- Given request -
Rewrite the lines starting with the first one and going on through the line containing "[0,0,577,424]", replacing "blue jeans" with "denim pants" and leaving everything else unchanged. Leave the pictures out of your answer.

- Extracted entries -
>>>
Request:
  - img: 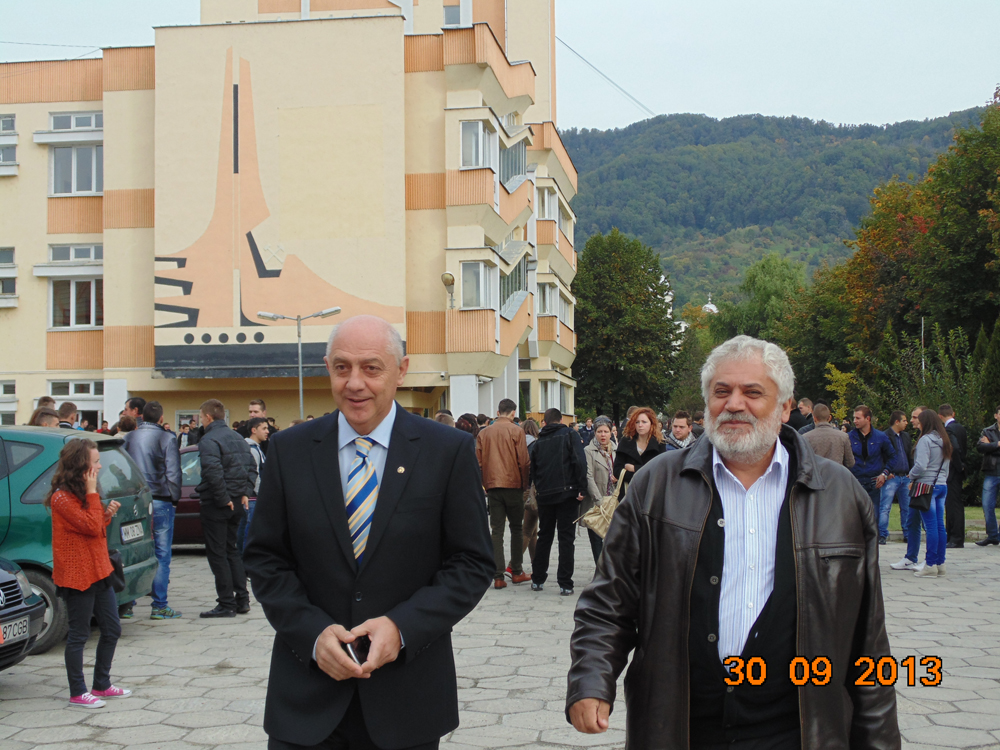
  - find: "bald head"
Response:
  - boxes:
[326,315,406,365]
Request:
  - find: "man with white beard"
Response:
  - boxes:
[566,336,900,750]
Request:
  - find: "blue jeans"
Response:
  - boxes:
[983,474,1000,539]
[152,500,177,609]
[878,476,910,538]
[236,498,257,555]
[920,484,948,565]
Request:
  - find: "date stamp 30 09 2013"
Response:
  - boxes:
[722,656,944,687]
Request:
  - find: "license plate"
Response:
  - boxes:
[2,617,29,644]
[121,521,142,544]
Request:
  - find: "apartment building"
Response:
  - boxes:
[0,0,577,424]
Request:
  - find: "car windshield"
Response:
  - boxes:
[181,451,201,487]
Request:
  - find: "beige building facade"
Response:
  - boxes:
[0,0,577,426]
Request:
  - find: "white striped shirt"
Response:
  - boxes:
[712,441,788,660]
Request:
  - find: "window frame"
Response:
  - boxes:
[49,145,104,198]
[48,275,104,331]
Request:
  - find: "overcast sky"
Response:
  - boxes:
[0,0,1000,128]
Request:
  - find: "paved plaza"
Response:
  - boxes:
[0,534,1000,750]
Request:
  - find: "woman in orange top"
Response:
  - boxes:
[45,439,132,708]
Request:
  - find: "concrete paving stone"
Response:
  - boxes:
[903,726,997,748]
[163,711,250,729]
[101,724,188,747]
[184,724,267,745]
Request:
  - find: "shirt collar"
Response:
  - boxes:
[712,438,788,487]
[337,401,396,451]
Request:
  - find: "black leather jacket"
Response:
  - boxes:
[125,422,181,503]
[566,425,900,750]
[197,419,257,508]
[976,424,1000,476]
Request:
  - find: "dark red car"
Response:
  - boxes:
[174,445,205,544]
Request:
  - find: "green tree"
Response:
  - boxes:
[573,229,678,422]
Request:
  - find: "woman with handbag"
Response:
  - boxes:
[580,417,618,563]
[45,439,132,708]
[614,406,667,487]
[909,409,951,578]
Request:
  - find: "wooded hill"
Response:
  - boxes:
[561,108,983,310]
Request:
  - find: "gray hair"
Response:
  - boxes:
[326,315,406,366]
[701,336,795,404]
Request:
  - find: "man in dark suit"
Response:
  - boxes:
[245,316,493,750]
[938,404,969,549]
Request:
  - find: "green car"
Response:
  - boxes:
[0,427,156,654]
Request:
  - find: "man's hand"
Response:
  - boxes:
[351,617,403,677]
[569,698,611,734]
[316,625,368,682]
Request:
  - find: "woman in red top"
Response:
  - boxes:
[45,439,132,708]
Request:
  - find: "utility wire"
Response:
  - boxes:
[556,36,656,117]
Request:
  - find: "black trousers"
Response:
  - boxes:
[944,477,965,546]
[201,503,250,610]
[59,579,122,697]
[531,498,580,589]
[267,691,440,750]
[691,729,802,750]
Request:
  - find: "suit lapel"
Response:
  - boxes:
[362,404,420,568]
[312,420,358,570]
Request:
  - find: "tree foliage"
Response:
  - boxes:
[573,229,677,420]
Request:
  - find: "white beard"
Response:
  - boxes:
[705,405,781,464]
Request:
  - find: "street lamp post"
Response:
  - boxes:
[257,307,340,419]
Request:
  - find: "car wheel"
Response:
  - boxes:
[24,568,69,654]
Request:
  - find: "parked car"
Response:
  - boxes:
[0,558,45,670]
[0,427,156,653]
[174,445,205,544]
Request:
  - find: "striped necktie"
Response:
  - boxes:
[346,438,378,562]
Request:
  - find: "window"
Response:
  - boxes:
[538,188,559,221]
[49,245,104,262]
[462,120,498,167]
[500,255,528,308]
[52,112,104,130]
[500,141,528,185]
[49,380,104,396]
[462,261,493,307]
[52,146,104,195]
[51,279,104,328]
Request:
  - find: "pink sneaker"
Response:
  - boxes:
[90,685,132,698]
[69,693,108,708]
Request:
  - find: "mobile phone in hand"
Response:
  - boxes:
[344,635,372,667]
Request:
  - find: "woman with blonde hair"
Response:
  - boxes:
[614,406,667,491]
[45,439,132,708]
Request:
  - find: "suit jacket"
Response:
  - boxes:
[944,419,969,483]
[244,408,494,749]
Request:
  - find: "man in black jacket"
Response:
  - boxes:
[244,316,494,750]
[938,404,968,549]
[196,398,257,617]
[529,409,587,596]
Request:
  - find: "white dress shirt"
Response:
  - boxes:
[712,441,788,660]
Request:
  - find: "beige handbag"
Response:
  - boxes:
[576,471,625,539]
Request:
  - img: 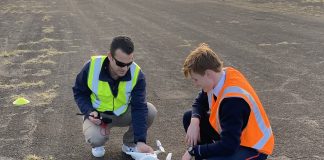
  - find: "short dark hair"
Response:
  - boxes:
[110,36,134,56]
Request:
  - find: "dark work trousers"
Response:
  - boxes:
[183,111,267,160]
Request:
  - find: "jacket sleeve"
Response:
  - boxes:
[72,62,95,118]
[194,97,251,158]
[130,71,148,143]
[192,91,209,117]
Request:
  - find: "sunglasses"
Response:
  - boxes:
[113,57,133,68]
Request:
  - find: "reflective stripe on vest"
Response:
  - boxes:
[221,86,272,150]
[88,56,140,116]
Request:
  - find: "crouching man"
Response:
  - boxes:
[182,44,274,160]
[73,36,157,157]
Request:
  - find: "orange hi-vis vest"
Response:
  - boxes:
[208,67,274,155]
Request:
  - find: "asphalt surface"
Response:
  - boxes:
[0,0,324,160]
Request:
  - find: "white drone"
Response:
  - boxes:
[126,140,172,160]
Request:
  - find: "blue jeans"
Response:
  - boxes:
[183,111,268,160]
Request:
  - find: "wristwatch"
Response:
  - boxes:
[187,146,195,156]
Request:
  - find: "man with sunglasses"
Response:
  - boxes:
[73,36,157,157]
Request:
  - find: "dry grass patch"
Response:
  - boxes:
[0,81,45,89]
[42,15,52,22]
[24,154,54,160]
[18,37,69,46]
[0,50,33,57]
[10,85,59,107]
[22,55,56,65]
[42,26,54,33]
[32,69,52,77]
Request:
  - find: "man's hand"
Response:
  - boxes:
[181,151,192,160]
[186,118,200,146]
[136,142,154,153]
[89,111,101,125]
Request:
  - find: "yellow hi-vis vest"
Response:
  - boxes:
[88,56,141,116]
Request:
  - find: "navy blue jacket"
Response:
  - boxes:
[72,58,148,143]
[192,91,251,158]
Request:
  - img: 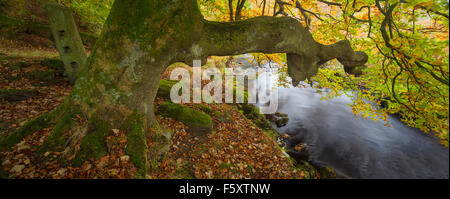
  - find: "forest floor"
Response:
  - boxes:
[0,32,319,179]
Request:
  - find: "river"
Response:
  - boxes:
[236,55,449,179]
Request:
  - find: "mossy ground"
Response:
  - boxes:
[157,102,213,134]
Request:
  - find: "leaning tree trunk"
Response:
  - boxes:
[34,0,367,175]
[42,1,87,83]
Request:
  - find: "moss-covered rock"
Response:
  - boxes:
[237,103,272,130]
[73,119,111,166]
[0,89,39,102]
[40,58,64,73]
[121,114,148,177]
[275,117,289,128]
[157,79,178,99]
[319,167,338,179]
[195,104,233,123]
[295,160,319,179]
[0,109,59,151]
[25,70,56,83]
[158,102,213,134]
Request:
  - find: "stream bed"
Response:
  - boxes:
[237,55,449,179]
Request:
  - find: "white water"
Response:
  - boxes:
[234,55,449,179]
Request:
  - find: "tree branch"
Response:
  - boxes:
[197,16,368,83]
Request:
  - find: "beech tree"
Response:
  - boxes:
[6,0,368,175]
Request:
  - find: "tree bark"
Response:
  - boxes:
[44,2,87,83]
[36,0,367,175]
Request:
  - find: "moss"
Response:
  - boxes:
[275,112,288,117]
[158,102,213,133]
[73,119,111,166]
[0,110,59,151]
[121,114,148,177]
[237,104,272,130]
[275,117,289,128]
[295,160,318,179]
[0,89,39,102]
[157,80,178,99]
[25,70,56,82]
[319,167,338,179]
[38,102,79,153]
[40,58,64,72]
[263,130,278,140]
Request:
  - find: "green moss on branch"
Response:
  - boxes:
[158,102,213,134]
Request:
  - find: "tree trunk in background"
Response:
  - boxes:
[40,0,367,176]
[44,2,87,83]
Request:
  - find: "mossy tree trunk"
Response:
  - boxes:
[42,1,87,83]
[34,0,367,175]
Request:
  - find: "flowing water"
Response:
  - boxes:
[234,55,449,179]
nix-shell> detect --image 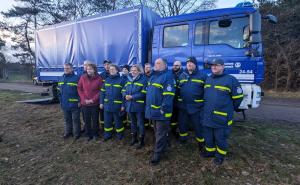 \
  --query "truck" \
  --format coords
[35,5,276,110]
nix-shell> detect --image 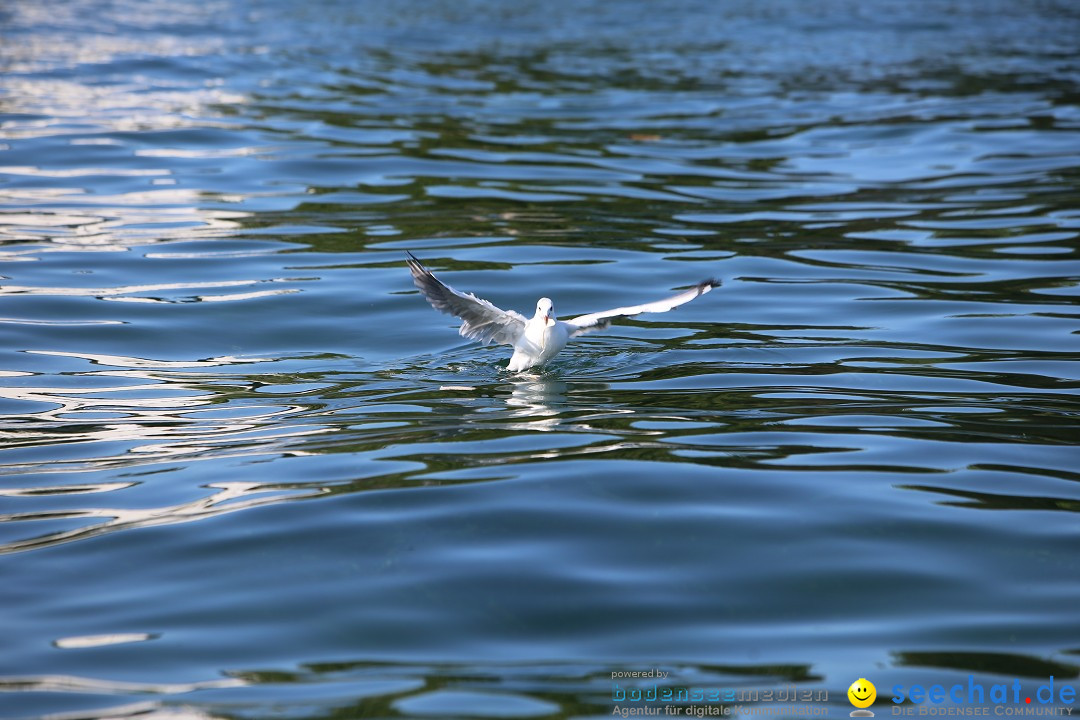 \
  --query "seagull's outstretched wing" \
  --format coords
[405,250,526,345]
[566,279,720,337]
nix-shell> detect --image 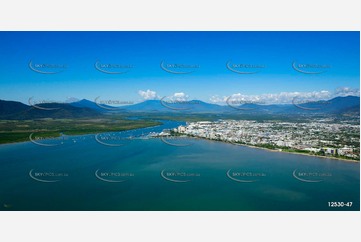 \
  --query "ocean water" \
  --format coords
[0,122,360,211]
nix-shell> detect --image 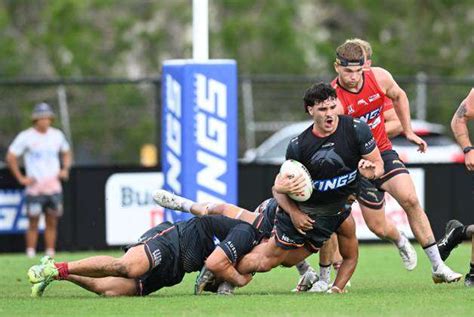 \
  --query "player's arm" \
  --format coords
[272,138,314,234]
[372,67,428,153]
[383,108,403,138]
[354,119,384,179]
[451,89,474,171]
[331,215,359,293]
[59,150,72,180]
[336,99,344,115]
<<<
- Task answer -
Request:
  - img: 
  - find: "bald head"
Response:
  - boxes:
[326,315,406,365]
Request:
  - find: "man with white beard"
Response:
  - boxes:
[566,336,900,750]
Request:
  - find: "denim pants"
Response:
  - boxes:
[983,474,1000,539]
[152,500,177,609]
[878,476,910,538]
[236,498,257,555]
[920,484,948,565]
Request:
  - find: "date stamp 30 09 2013"
Response:
  - boxes:
[722,656,944,687]
Request:
  - find: "license plate"
Response:
  - boxes:
[2,617,29,644]
[121,521,142,544]
Request:
  - find: "apartment building"
Response:
  - boxes:
[0,0,577,424]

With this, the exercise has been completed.